Beginning with the line where "Would you be able to pin the beige" appears, please restate each line of the records below word for word until the last one, inclusive, and nothing else.

---------- Information shown

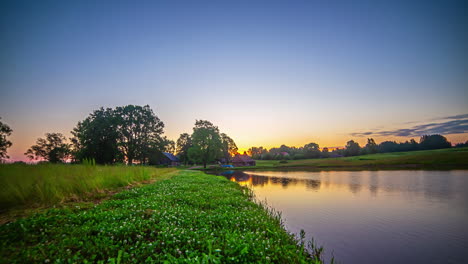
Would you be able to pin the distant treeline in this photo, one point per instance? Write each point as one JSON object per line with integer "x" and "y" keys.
{"x": 127, "y": 134}
{"x": 352, "y": 148}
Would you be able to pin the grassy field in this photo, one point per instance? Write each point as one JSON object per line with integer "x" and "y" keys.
{"x": 32, "y": 186}
{"x": 454, "y": 158}
{"x": 189, "y": 217}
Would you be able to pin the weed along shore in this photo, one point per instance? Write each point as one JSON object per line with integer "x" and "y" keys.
{"x": 190, "y": 217}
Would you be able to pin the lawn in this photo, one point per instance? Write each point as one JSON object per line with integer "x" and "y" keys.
{"x": 30, "y": 186}
{"x": 428, "y": 159}
{"x": 189, "y": 217}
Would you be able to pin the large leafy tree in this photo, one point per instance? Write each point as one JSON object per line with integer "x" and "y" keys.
{"x": 96, "y": 137}
{"x": 183, "y": 144}
{"x": 52, "y": 148}
{"x": 434, "y": 142}
{"x": 371, "y": 147}
{"x": 229, "y": 147}
{"x": 206, "y": 142}
{"x": 352, "y": 148}
{"x": 139, "y": 132}
{"x": 311, "y": 151}
{"x": 5, "y": 131}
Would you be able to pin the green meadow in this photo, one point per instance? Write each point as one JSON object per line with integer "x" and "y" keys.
{"x": 186, "y": 217}
{"x": 452, "y": 158}
{"x": 42, "y": 185}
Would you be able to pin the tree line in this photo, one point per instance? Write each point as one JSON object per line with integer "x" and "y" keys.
{"x": 134, "y": 134}
{"x": 128, "y": 134}
{"x": 352, "y": 148}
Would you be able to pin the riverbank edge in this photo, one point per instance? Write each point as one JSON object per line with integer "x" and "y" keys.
{"x": 342, "y": 168}
{"x": 292, "y": 246}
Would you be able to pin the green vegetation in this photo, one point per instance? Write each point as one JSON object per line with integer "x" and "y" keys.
{"x": 190, "y": 217}
{"x": 30, "y": 186}
{"x": 451, "y": 158}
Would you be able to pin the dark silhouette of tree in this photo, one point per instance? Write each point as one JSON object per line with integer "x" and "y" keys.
{"x": 325, "y": 153}
{"x": 462, "y": 145}
{"x": 229, "y": 147}
{"x": 352, "y": 148}
{"x": 5, "y": 131}
{"x": 96, "y": 138}
{"x": 388, "y": 146}
{"x": 371, "y": 147}
{"x": 183, "y": 144}
{"x": 311, "y": 151}
{"x": 139, "y": 132}
{"x": 206, "y": 143}
{"x": 53, "y": 148}
{"x": 434, "y": 142}
{"x": 169, "y": 146}
{"x": 257, "y": 152}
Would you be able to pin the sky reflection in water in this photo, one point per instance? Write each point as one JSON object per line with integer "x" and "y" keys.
{"x": 372, "y": 216}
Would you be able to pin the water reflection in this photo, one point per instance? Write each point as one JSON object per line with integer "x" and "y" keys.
{"x": 421, "y": 182}
{"x": 262, "y": 180}
{"x": 368, "y": 216}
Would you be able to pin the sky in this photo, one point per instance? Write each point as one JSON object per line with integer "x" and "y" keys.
{"x": 265, "y": 72}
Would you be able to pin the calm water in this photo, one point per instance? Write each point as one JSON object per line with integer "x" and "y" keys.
{"x": 372, "y": 216}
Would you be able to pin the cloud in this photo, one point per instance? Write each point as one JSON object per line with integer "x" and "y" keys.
{"x": 458, "y": 124}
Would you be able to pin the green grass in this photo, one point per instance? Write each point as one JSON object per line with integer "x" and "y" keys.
{"x": 428, "y": 159}
{"x": 190, "y": 217}
{"x": 30, "y": 186}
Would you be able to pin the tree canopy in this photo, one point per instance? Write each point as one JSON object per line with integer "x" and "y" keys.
{"x": 96, "y": 138}
{"x": 128, "y": 133}
{"x": 53, "y": 148}
{"x": 183, "y": 144}
{"x": 206, "y": 143}
{"x": 5, "y": 131}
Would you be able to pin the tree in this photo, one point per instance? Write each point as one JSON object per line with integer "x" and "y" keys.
{"x": 434, "y": 142}
{"x": 53, "y": 148}
{"x": 206, "y": 142}
{"x": 5, "y": 131}
{"x": 311, "y": 151}
{"x": 139, "y": 131}
{"x": 229, "y": 147}
{"x": 183, "y": 144}
{"x": 352, "y": 148}
{"x": 388, "y": 146}
{"x": 371, "y": 146}
{"x": 169, "y": 146}
{"x": 325, "y": 153}
{"x": 96, "y": 138}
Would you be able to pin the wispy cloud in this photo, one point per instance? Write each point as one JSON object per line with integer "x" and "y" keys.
{"x": 457, "y": 124}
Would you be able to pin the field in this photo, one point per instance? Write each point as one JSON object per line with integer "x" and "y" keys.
{"x": 453, "y": 158}
{"x": 32, "y": 186}
{"x": 188, "y": 217}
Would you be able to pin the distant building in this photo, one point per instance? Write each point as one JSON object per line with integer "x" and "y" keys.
{"x": 242, "y": 160}
{"x": 169, "y": 159}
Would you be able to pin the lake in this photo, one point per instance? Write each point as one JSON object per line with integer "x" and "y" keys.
{"x": 372, "y": 216}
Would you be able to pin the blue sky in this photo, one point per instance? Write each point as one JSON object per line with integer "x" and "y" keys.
{"x": 265, "y": 72}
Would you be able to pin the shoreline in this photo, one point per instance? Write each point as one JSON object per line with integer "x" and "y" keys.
{"x": 190, "y": 216}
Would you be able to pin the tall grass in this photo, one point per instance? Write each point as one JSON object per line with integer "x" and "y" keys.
{"x": 46, "y": 184}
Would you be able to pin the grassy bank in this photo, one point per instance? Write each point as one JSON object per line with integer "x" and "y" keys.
{"x": 31, "y": 186}
{"x": 454, "y": 158}
{"x": 190, "y": 217}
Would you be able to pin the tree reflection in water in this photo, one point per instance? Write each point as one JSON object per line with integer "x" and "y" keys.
{"x": 261, "y": 180}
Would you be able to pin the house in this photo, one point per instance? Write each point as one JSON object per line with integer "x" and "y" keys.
{"x": 169, "y": 159}
{"x": 242, "y": 160}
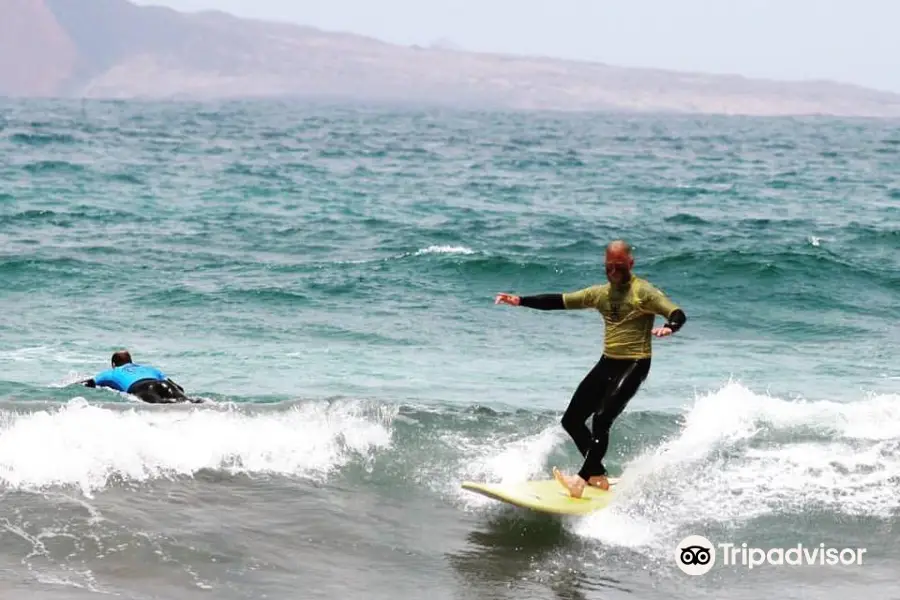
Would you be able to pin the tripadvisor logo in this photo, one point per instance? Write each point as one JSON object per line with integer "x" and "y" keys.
{"x": 696, "y": 555}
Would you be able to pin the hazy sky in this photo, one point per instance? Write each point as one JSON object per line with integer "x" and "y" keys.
{"x": 855, "y": 42}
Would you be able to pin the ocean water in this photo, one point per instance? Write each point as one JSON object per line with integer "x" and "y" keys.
{"x": 324, "y": 278}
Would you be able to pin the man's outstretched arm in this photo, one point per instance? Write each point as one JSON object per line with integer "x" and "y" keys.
{"x": 573, "y": 300}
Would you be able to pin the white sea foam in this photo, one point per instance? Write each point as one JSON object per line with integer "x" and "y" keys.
{"x": 87, "y": 445}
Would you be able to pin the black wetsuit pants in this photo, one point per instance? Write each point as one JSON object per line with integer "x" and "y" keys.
{"x": 603, "y": 393}
{"x": 157, "y": 392}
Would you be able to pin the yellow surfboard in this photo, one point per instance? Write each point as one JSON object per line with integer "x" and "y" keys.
{"x": 546, "y": 496}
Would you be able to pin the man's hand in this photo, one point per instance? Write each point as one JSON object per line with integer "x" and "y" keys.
{"x": 510, "y": 299}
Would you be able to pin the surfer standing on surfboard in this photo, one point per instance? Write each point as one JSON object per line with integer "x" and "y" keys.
{"x": 629, "y": 306}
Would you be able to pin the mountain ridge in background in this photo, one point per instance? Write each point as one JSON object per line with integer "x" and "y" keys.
{"x": 114, "y": 49}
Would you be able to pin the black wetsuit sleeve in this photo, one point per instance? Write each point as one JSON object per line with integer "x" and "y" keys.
{"x": 676, "y": 320}
{"x": 543, "y": 302}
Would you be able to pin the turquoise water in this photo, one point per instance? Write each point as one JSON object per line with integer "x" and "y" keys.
{"x": 326, "y": 276}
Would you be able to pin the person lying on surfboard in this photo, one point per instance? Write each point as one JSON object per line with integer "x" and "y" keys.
{"x": 629, "y": 305}
{"x": 147, "y": 383}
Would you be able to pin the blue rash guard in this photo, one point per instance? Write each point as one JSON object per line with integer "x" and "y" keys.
{"x": 122, "y": 378}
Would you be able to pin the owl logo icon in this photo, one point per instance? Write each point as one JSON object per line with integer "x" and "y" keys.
{"x": 695, "y": 555}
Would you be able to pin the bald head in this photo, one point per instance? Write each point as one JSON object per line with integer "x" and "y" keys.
{"x": 619, "y": 261}
{"x": 619, "y": 248}
{"x": 122, "y": 357}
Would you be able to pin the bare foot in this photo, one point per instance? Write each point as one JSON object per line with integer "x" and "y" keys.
{"x": 599, "y": 481}
{"x": 573, "y": 483}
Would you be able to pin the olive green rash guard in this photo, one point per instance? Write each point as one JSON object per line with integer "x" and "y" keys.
{"x": 628, "y": 311}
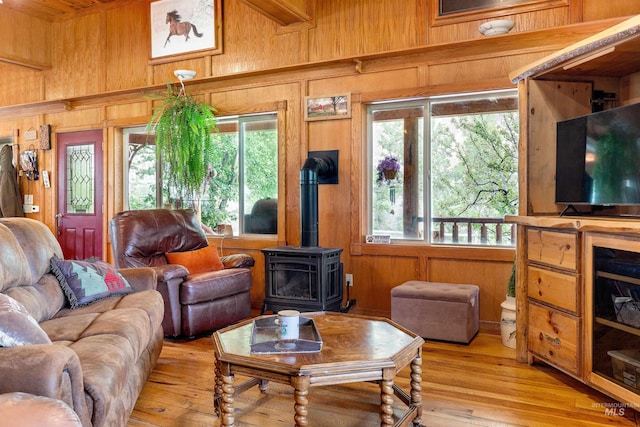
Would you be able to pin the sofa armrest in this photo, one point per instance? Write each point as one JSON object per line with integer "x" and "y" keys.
{"x": 141, "y": 278}
{"x": 238, "y": 261}
{"x": 25, "y": 409}
{"x": 48, "y": 370}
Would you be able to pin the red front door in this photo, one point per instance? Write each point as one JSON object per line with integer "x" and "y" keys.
{"x": 79, "y": 217}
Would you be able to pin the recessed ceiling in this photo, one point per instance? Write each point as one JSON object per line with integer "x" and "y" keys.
{"x": 52, "y": 9}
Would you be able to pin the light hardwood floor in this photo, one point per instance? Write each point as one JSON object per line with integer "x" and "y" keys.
{"x": 476, "y": 385}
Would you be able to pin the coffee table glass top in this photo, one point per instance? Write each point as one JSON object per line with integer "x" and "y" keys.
{"x": 345, "y": 339}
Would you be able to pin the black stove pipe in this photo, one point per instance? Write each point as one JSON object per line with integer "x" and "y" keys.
{"x": 309, "y": 199}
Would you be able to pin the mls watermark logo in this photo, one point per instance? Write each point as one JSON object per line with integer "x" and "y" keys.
{"x": 615, "y": 409}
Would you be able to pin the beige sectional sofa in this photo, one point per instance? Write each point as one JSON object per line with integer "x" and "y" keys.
{"x": 95, "y": 357}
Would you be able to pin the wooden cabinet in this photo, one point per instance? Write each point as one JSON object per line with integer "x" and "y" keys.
{"x": 554, "y": 314}
{"x": 612, "y": 327}
{"x": 565, "y": 314}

--------------------

Your response:
Would you be able to pin the beige sectional sofa in this photo, one point per instance? Write each point as one JSON object per line with integer "x" and "y" keys.
{"x": 95, "y": 357}
Would you be able to pin the wooden cabinet in this photo, one point per instance? Write each point as one JSON object per line with integer "x" and "y" keys.
{"x": 554, "y": 314}
{"x": 612, "y": 327}
{"x": 565, "y": 314}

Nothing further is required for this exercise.